> _WHAT NEEDS TO BE DONE_
Rewrite every line of the records below, requests included, and rescale each point coordinate in the answers by multiplying it by 1.65 and rounding to the nearest whole number, with halves rounded up. Leave all other numbers unchanged.

(Pointing records for named objects)
============================================================

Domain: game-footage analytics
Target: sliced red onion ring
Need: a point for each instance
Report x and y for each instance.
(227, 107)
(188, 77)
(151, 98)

============================================================

> _SOLUTION FOR THIS TASK_
Domain: game-footage analytics
Target: sliced red onion ring
Need: a point for each instance
Report x and y for each instance.
(375, 177)
(310, 127)
(249, 162)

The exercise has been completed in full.